▸ What you will do
Where a line of the entries holds the string "pillar", copy that line.

-=-=-=-=-

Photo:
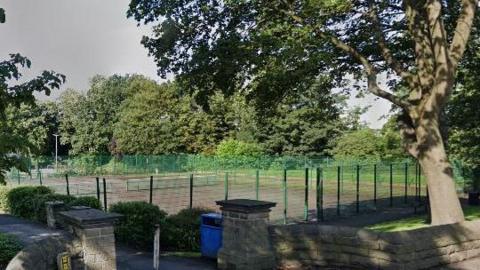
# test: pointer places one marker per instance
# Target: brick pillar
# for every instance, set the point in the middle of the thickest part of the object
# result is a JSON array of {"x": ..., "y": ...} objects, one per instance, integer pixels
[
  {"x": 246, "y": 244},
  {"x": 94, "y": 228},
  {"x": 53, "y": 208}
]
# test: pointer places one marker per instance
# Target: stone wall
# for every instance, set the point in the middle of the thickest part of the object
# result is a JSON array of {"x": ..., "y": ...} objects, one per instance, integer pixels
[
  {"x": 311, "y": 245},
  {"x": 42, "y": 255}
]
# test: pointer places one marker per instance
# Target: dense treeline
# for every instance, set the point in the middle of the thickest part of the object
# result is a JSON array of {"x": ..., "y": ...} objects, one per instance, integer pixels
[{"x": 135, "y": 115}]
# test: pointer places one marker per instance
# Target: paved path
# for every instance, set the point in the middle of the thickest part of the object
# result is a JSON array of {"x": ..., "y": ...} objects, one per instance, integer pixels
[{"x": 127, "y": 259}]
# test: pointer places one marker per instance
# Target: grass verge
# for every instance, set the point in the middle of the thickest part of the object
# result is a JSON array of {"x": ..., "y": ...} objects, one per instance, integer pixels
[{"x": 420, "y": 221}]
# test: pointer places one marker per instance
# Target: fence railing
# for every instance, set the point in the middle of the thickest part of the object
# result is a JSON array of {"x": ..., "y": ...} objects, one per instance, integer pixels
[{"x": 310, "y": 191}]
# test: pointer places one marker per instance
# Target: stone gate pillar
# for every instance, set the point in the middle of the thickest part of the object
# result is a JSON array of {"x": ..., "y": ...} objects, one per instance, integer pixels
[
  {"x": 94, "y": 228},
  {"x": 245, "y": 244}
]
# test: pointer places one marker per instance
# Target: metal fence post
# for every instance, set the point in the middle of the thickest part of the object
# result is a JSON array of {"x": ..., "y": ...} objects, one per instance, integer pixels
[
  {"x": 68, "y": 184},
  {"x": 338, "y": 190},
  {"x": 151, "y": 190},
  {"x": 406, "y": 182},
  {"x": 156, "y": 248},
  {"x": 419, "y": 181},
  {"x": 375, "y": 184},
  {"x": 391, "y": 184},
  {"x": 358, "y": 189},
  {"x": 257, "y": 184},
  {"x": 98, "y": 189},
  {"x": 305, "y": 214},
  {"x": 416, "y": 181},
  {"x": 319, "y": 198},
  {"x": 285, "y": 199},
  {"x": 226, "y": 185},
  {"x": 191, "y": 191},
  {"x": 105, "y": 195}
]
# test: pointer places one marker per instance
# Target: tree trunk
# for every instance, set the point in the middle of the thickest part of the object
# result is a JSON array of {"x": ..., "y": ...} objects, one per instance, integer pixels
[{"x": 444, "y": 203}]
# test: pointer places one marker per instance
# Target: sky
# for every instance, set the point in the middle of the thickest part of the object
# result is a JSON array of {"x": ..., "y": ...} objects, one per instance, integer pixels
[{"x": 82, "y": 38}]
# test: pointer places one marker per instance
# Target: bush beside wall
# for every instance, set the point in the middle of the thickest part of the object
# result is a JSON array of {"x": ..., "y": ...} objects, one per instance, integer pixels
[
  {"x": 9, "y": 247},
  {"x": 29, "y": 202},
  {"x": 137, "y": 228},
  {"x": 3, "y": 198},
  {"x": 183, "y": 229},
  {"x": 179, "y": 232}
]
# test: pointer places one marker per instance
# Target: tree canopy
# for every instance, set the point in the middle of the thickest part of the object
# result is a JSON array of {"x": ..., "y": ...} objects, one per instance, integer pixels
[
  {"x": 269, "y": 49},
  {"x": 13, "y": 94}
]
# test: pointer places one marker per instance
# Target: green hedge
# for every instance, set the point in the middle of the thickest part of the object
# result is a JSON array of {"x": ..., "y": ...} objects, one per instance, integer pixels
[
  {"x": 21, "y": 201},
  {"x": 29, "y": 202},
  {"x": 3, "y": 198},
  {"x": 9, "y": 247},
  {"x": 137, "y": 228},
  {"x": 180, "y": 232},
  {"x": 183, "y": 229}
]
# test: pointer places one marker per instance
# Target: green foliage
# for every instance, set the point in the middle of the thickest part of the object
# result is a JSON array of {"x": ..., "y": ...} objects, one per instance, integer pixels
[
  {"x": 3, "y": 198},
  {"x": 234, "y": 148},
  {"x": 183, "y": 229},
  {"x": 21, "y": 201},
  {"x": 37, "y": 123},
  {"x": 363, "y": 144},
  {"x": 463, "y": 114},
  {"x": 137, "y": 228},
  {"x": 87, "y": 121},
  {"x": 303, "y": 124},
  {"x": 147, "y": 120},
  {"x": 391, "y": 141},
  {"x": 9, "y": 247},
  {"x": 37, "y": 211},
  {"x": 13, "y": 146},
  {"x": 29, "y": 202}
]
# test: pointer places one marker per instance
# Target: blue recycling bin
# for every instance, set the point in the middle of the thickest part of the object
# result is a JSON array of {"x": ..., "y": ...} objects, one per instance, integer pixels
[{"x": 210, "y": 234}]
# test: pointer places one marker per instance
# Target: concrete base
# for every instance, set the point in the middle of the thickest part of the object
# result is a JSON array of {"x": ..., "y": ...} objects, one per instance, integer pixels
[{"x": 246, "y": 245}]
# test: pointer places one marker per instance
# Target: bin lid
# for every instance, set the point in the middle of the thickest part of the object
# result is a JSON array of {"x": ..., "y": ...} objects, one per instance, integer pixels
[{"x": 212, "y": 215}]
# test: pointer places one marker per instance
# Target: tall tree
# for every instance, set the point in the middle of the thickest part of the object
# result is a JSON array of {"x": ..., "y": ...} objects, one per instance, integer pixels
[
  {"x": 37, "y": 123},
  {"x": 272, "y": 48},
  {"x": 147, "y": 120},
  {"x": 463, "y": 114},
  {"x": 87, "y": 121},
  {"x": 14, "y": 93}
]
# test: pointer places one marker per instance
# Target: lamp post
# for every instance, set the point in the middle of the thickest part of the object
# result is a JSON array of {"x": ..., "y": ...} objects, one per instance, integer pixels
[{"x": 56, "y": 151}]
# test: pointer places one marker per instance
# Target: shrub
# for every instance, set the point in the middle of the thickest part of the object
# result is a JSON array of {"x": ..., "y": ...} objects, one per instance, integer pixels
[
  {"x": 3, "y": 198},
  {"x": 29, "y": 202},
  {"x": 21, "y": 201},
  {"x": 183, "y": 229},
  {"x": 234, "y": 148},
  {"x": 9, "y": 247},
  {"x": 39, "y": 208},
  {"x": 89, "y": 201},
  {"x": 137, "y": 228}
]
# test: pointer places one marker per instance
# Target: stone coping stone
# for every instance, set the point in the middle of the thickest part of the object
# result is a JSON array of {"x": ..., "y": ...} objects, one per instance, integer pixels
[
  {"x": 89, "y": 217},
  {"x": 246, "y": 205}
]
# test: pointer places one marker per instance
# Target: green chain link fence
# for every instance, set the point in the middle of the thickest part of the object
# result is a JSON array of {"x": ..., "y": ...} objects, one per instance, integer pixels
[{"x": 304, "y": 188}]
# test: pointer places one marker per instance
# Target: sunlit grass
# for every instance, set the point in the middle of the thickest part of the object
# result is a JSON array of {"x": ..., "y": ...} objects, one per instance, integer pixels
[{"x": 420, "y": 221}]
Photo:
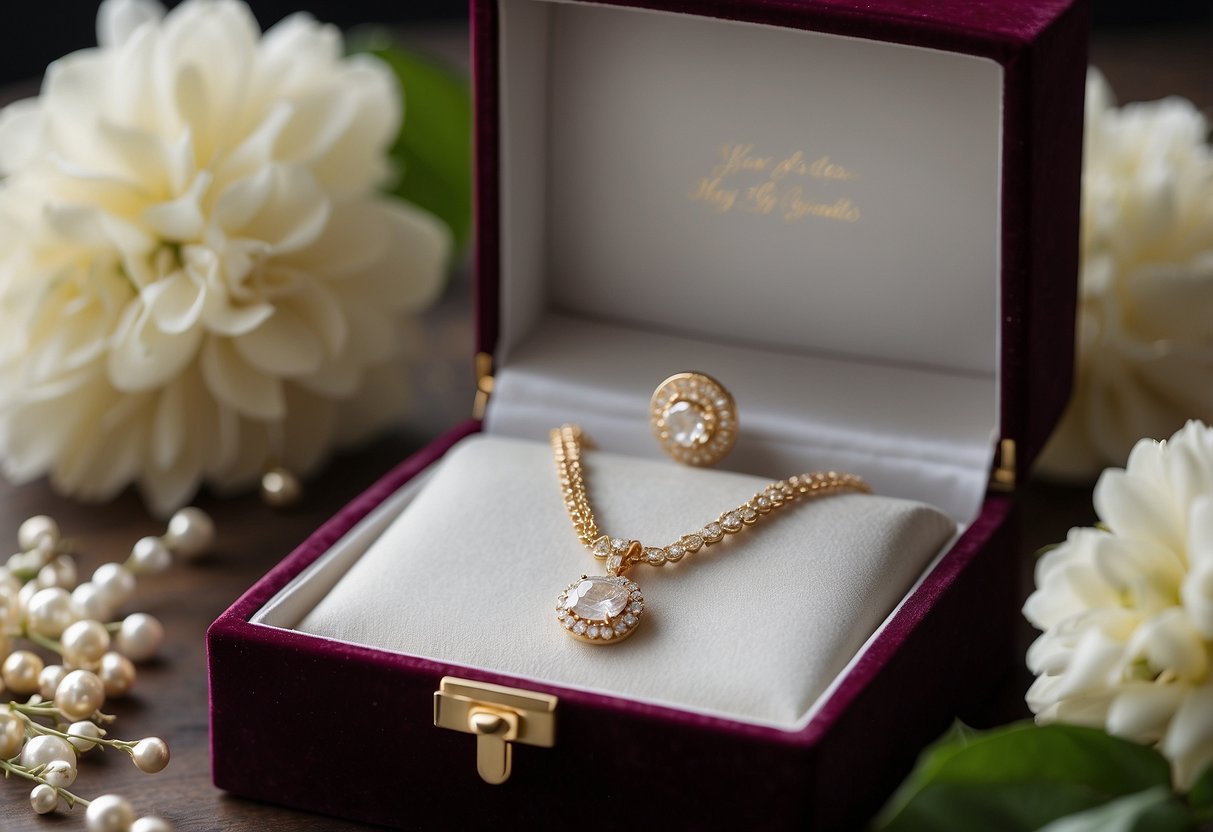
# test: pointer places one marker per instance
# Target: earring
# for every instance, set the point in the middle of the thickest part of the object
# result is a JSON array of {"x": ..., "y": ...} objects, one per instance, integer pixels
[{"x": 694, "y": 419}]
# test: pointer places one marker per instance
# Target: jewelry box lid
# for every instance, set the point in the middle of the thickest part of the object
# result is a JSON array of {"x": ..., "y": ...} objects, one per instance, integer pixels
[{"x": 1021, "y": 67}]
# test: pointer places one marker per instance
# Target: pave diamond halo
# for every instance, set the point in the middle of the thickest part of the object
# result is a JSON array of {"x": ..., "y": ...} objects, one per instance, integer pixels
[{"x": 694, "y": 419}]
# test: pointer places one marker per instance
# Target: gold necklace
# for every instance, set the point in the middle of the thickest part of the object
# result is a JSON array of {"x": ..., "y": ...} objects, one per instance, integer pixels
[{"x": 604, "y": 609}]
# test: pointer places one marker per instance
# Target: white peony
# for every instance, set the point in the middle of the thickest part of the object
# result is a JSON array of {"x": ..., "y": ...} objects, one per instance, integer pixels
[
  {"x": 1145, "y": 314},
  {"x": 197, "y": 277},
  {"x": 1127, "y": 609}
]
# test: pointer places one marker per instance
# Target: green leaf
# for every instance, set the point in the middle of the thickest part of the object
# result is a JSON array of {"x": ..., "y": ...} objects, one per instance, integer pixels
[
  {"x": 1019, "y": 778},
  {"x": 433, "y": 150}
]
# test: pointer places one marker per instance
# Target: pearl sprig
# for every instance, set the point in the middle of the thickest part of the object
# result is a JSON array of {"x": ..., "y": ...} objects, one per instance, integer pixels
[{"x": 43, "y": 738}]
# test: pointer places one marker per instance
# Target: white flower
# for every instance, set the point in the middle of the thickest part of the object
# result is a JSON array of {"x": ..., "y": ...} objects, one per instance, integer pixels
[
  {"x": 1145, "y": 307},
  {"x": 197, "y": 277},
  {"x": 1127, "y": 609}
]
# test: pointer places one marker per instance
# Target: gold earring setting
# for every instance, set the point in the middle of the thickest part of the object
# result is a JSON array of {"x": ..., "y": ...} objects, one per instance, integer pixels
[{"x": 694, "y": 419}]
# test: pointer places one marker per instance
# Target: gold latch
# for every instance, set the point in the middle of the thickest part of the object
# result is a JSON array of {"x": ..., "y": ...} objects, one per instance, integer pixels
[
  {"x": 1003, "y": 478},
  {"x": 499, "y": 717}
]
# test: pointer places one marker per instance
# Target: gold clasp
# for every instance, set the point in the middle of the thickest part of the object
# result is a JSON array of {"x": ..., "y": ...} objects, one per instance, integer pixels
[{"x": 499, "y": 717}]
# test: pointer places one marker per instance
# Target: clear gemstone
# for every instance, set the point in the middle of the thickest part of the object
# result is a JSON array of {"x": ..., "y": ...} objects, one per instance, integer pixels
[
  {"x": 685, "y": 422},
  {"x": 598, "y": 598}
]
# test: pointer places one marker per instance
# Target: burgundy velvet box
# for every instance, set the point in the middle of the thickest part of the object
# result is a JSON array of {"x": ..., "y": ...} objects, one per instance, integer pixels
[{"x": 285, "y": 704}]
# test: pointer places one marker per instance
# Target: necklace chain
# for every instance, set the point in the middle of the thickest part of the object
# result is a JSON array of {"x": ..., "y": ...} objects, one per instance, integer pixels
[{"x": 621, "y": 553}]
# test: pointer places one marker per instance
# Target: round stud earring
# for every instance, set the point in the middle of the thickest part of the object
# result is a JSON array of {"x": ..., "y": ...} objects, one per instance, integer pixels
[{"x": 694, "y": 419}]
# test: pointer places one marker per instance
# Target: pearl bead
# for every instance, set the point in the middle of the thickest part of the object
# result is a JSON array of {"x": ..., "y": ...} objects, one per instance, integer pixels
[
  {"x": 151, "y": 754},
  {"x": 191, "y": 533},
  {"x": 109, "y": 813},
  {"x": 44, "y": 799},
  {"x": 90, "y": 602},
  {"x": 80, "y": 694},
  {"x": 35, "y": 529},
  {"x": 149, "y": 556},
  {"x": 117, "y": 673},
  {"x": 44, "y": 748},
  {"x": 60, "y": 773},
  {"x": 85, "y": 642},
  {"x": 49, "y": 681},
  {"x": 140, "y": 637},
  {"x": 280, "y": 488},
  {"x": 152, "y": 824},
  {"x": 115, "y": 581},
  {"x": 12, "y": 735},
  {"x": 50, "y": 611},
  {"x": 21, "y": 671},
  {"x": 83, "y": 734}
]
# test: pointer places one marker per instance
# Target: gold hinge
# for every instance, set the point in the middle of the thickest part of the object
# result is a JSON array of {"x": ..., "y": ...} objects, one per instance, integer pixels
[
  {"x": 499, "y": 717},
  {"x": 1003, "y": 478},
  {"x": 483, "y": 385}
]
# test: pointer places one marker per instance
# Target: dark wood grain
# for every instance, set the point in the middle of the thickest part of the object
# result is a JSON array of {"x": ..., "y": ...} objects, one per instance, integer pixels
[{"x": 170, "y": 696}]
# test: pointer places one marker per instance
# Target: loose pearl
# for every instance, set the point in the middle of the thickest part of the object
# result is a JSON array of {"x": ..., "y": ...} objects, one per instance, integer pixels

-=-=-=-=-

▸ Response to the exercise
# Target: brick pillar
# Target: stone gate pillar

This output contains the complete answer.